Or, il ne faut pas perdre de vue que les années 1960 avaient érigé la chanson radiophonique au rang de liturgie profane. Perçue comme le lieu d’une convivialité par-delà l’espace grâce aux ondes, elle servait à merveille, jusque dans ses textes, un idéal de fraternité universelle –peace and love- à une nouvelle génération traumatisée par les récits de guerre.

La convivialité chaleureuse universaliste devint donc le principal critère de composition pour une musique liturgique désireuse de « s’ouvrir à la pluralité du monde », et l’on vit la soul afro-américaine investir le répertoire par John Littleton, tandis que les harmonies blues colonisaient les accords de Jo Akepsimas.

Le prix de ce qu’il faut bien appeler une profanation du rite liturgique fut celui de l’horizontalité, que Geneviève Trainar définit ainsi : « la raison d’être du rite [devient] uniquement sociale et consiste à établir une relation entre l’individu et son groupe, en vue de sceller l’unité de ce groupe. »

En d’autres termes, on chantait pour se sentir bien ensemble, pour faire Église, d’où la redondance du concept de peuple de ceci ou de cela – de l’alliance, du partage…- dans les textes de cette époque.

◆ **Matériel fourni**
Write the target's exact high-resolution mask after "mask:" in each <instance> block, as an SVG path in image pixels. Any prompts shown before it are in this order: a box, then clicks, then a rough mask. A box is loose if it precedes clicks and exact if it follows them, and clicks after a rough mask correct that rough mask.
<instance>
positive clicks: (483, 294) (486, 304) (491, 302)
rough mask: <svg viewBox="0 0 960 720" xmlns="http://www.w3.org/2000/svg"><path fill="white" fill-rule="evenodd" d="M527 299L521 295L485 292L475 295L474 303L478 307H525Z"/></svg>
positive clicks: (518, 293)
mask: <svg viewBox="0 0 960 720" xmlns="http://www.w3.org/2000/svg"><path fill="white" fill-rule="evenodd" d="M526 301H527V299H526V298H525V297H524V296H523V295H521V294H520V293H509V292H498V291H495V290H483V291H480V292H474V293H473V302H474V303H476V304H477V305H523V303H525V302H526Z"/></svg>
--
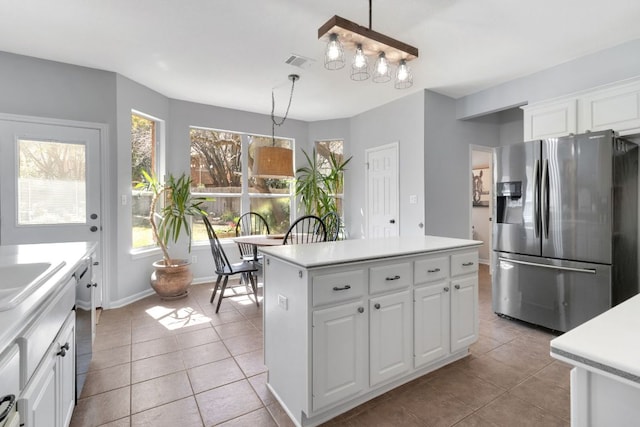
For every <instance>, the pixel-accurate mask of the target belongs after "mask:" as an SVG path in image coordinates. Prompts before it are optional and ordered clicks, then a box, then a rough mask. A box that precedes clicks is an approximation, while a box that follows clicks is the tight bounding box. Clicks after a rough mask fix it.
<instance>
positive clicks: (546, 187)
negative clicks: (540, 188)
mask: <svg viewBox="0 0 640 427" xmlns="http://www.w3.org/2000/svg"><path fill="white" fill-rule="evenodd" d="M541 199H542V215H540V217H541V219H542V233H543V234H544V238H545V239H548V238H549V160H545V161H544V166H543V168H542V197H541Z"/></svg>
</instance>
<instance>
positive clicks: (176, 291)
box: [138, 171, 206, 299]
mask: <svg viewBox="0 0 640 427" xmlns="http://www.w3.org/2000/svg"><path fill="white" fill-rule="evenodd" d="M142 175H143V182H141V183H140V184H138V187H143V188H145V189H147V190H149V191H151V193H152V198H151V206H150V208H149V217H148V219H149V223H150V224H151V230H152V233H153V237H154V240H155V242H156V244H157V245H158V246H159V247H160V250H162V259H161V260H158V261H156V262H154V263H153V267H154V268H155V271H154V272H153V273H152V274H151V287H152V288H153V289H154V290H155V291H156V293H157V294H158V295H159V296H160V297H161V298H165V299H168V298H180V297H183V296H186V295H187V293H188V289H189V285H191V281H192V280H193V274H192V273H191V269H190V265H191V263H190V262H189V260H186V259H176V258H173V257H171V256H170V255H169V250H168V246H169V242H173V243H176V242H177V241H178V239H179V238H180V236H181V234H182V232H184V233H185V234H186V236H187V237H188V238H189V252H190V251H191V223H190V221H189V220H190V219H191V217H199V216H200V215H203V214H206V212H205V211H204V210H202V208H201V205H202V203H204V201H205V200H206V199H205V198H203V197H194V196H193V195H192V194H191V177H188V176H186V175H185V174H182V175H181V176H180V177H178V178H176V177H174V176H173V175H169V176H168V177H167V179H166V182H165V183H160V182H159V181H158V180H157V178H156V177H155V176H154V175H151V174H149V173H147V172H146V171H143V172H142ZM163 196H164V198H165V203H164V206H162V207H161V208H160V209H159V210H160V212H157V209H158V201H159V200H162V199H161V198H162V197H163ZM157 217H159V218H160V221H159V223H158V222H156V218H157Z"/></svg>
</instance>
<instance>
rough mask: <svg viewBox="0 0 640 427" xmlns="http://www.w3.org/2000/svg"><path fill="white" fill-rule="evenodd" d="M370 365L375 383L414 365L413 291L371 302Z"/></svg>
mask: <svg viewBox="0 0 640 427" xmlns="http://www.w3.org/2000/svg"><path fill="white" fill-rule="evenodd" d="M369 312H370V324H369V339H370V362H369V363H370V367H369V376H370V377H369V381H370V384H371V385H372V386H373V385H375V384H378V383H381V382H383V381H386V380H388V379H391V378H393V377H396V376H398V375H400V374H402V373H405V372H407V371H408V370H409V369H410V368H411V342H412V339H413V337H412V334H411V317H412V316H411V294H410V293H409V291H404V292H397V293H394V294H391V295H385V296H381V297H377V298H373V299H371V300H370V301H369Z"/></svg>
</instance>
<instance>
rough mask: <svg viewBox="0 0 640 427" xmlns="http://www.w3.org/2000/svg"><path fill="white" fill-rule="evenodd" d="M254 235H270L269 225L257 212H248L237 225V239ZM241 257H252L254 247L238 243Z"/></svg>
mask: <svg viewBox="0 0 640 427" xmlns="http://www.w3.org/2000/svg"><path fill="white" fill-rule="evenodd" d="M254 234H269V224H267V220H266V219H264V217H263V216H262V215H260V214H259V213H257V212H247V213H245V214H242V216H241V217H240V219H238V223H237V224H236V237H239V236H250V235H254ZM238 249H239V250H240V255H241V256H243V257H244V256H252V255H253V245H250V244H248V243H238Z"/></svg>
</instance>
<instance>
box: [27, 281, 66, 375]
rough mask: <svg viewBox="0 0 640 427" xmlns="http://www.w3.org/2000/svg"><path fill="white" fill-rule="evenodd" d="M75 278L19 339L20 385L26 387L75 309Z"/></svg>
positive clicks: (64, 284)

◆ **Consigne 1**
Quelles sont toutes les personnes nommées dans le texte étudié ?
◆ **Consigne 2**
Répondez à ces questions sur le texte étudié :
(a) Quelle décennie avait érigé la chanson radiophonique au rang de liturgie profane ?
(b) Quel fut le prix de la profanation du rite liturgique ?
(c) Quel concept revient de façon redondante dans les textes de cette époque ?

◆ **Réponse 1**
John Littleton
Jo Akepsimas
Geneviève Trainar

◆ **Réponse 2**
(a) Les années 1960.
(b) Celui de l'horizontalité.
(c) Le concept de peuple (de l'alliance, du partage…).